**TEXTE FOURNI:**

Prenons exemple pour la terminologie musicale: _sons hauts ou bas_,
_graves ou aigus_, _gamme_, _échelle_, _degrés_, _monter_,
_descendre_, _voix de poitrine_, _voix de tête_, _voix blanche_, _voix
mince_, _grosse voix_, _voix sourde_, _voix éclatante_, _voix mixte_,
_coup de glotte_, _battre la mesure_, _coup d'archet_, _démancher_,
_attaquer une touche_, _briser_, _délier ou assouplir les doigts_,
etc., presque toute la terminologie musicale pourrait y passer;
toujours des mots détournés de leur signification ou des dénominations
fausses; et il en serait exactement de la même façon si, au lieu du
français, nous prenions une autre langue. Si nous voulons y faire
attention, nous verrons que, continuellement dans la conversation,
nous nous servons d'expressions inexactes ou pouvant donner lieu à un
malentendu. C'est la loi générale de toutes les langues; l'essentiel
est que l'on se comprenne bien.

Peut-on, par une description, donner une idée exacte d'un tableau ou
d'une statue? Certes non; on n'en peut donner qu'une idée générale, et
les explications les plus minutieuses n'y feront rien; un coup d'œil
sur le tableau ou la statue en donnera une idée plus précise et plus
vraie. Encore, la peinture et la sculpture s'adressent-elles au sens
de la vue. Mais la musique a pour domaine un monde de sons
particuliers, régi par des lois tout à fait spéciales; elle s'adresse,
par conséquent, au moyen de l'ouïe, directement à l'âme.

**OBJECTIFS:**
[a] Selon le texte fourni, par quel sens la musique s'adresse-t-elle directement à l'âme ?
[b] Prolongez le texte sur la terminologie musicale en reprenant juste après sa dernière phrase.
La liste qui suit n'a aucun rôle dans ce travail.

**LISTE:**
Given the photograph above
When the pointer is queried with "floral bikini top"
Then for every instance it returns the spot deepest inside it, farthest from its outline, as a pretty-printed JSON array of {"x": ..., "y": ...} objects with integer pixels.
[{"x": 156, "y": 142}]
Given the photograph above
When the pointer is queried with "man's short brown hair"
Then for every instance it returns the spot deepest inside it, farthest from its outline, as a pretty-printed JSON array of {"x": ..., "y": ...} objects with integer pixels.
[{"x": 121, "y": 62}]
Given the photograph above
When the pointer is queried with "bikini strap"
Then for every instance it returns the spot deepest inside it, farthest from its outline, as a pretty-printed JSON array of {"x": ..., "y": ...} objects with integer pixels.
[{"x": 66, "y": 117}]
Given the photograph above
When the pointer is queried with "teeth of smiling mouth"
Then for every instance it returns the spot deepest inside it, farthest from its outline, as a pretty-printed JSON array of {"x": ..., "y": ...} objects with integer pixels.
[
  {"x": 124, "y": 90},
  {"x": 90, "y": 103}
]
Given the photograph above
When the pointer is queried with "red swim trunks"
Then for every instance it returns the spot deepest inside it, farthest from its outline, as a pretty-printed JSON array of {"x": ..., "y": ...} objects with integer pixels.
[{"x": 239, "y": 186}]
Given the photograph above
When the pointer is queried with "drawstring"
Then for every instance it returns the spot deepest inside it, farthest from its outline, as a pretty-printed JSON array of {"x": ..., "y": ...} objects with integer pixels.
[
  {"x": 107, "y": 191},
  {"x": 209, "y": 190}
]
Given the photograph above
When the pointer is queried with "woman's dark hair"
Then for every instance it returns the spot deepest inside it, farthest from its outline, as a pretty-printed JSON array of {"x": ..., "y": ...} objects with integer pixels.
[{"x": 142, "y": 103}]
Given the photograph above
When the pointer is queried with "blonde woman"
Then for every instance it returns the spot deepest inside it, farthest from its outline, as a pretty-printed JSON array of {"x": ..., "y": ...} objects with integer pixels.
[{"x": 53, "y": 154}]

**RÉSULTATS PAR TÂCHE:**
[a] Par l'ouïe.

[b]
Un mathématicien, sortant de voir représenter une comédie, disait:
«Qu'est-ce que cela prouve?» Il ne faut pas chercher partout des
formules de mathématique; et il ne faut pas davantage voir tout par
l'intermédiaire de substantifs, de verbes et d'adjectifs; ce sont là
de simples signes conventionnels, qui n'ont aucune valeur pour qui
n'en connaît le sens exact; la musique n'a nul besoin de cet
intermédiaire; elle s'adresse directement à tous ceux qui ont
l'éducation nécessaire pour la comprendre.


3º L'expression musicale.

Beethoven a écrit en tête du premier morceau de sa _Symphonie
pastorale_: «Erwachen heiterer Empfindungen bei der Ankunft auf dem
Lande,» ce qui signifie, traduit mot à mot et le moins inexactement
possible: Éveil d'impressions sereines par l'arrivée à la campagne. Ce
titre indique un sujet, mais il ne donne absolument rien pour la
musique. Beethoven a dû tirer de lui-même un motif, il y en a joint
d'autres, et il les a développés selon les principes de l'art, de
manière à produire sur l'auditeur des impressions parfaitement
claires.

Beethoven a simplement voulu rendre le sentiment de bien-être moral
et physique que font naître l'aspect de la campagne, l'air pur et sain
que l'on respire, la chaleur du soleil, la prospérité de toute la
végétation. Ce sont des impressions, il n'y a rien de descriptif. La
symphonie pastorale est la seule où l'auteur ait eu un vestige de
programme; le titre: _Symphonie héroïque_ n'indique rien.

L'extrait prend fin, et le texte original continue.